- **Document excerpt**

## Where communities thrive

• Join over 1.5M+ people
• Join over 100K+ communities
• Free without limits
##### Activity
Evgeny Denisov
@eIGato
And how much should be negative? I use default of 5.
Ivan Menshikh
@menshikh-iv
@eIGato this is OK value, are you sure that your corpus doesn't contains only very similar documents?
rambo-yuanbo
@rambo-yuanbo
thanks a lot! @phalexo @ixxie
rambo-yuanbo
@rambo-yuanbo
hi guys. as suggested by many I simply average the word2vec vectors of the words in a document , and calculate the inner product between the average vector and some query word's vector as a simlilarity/relevence measure. As some results look weird (the similarity is obviously too high), I also average the similarity between the document's each word and the query word. The two measues are quite different, that is, average vectors then inner product VS inner product then avarage. Somehow i feel the latter make sense but why does most literature i found suggest the former way?
average vectors then inner product VS inner product then avarage, which makes more sense?
what does a word2vec's norm mean, anyway?
Evgeny Denisov
@eIGato
@menshikh-iv, thanks. That was not only alpha, but window was too small. When it is less than 3, nothing works properly.
@rambo-yuanbo, norm means "vector with length of 1".
rambo-yuanbo
@rambo-yuanbo
@eIGato surely i understand that norm means a vector's length. But i was confused about whether I average the vectors first, then normalized the avg, and calculate the inner product, OR i normalize each vector and calculate an inner product , and then take the average (or equivalently average and then inner product) ?
the result will be quite different between the two ways
the difference is to normalize the average vector, OR to normalize each vector and then take the average
Evgeny Denisov
@eIGato
@rambo-yuanbo do you think that longer vectors are more significant?

- **Task description**
Carry on the forum thread about averaging word2vec vectors, picking up after its final message.

- **Data**

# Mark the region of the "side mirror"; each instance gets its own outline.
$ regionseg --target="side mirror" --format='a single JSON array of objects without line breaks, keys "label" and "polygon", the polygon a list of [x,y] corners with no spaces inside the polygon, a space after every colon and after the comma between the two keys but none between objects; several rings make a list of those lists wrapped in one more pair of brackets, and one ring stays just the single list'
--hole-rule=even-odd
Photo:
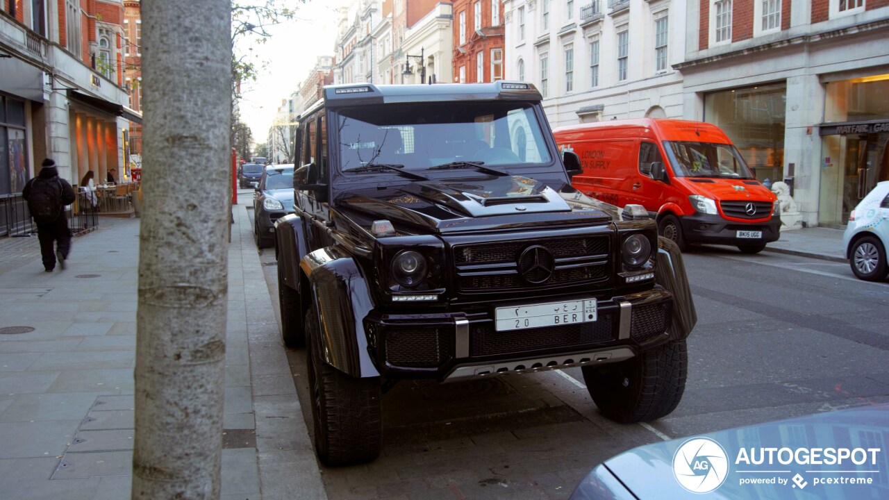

- **Task answer**
rambo-yuanbo
@rambo-yuanbo
Exactly. if some word's length is high, it will have more impact on the average. If the word2vec's length does have some significant meaning, it's more justified to average the raw vector. But some of my document's average words vector does give some unexpected high similarities to some obviously un-relevent query word. That
That is why i am wondering whether averaging raw word2vec vectors make more sense than average each word's similarity
Evgeny Denisov
@eIGato
You may, for example, try to monkey-patch the target method and look whether there are any improvements.
phalexo
@phalexo
@eIGato use window size 13-15
@rambo-yuanbo What are you trying to do anyway? Forget the mechanics of it, what is the general goal?
phalexo
@phalexo
@eIGato "norm" actually means simply vector' length. When people talk about "normalizing" a vector they usually mean A/A.dot(A), which would be an unit vector with A's direction, i.e. a vector divided by its length.
Evgeny Denisov
@eIGato
@phalexo you are right. I just thought about syn0norm when i answered. And by the way, A.dot(A) equals length squared, not just length.
phalexo
@phalexo
@eIGato Yep, I forgot the sqrt.
Ivan Menshikh
@menshikh-iv
1
pramodith
@pramodith
Hi everyone my name is Pramodith and I'm a graduate student at the Georgia Institute of Technology, I'm interested in contributing to the gensim library as a part of GSOC 2018. I would really like to work on Neural Networks and evaluate and implement a published paper. Am I too late to the party? And can anyone give me more guidance as to how to move forward?
Yu-Sheng Su
@CoolSheng
@menshikh-iv I have interest in gsoc project: Neural networks (similarity learning, state-of-the-art language models). I would like to know more in advance. The main propose is to get better performance than gensim result , right?
Ivan Menshikh
@menshikh-iv
@CoolSheng this is too, gensim more about "create embedding for later similarity indexing", here, we don't worry about embedding, target is similarity.
singhsanjee
@singhsanjee
I have installed gensim and all other supporting libraries in an environment, on Mac OS. it is in pip list, it is updated and upgraded and everything is ok but I always get import error in jupyter notebook
any solution
Evgeny Denisov
@eIGato
@singhsanjee does jupyter run in the same env?
phalexo
@phalexo
Is there a way to insure that initial random weights are always initialized the same way? With numpy, for example, I can set a seed, and the random number generator then always produces the same data.
Evgeny Denisov
@eIGato
phalexo
@phalexo
@eIGato Ok, that's interesting. Thanks for the reference.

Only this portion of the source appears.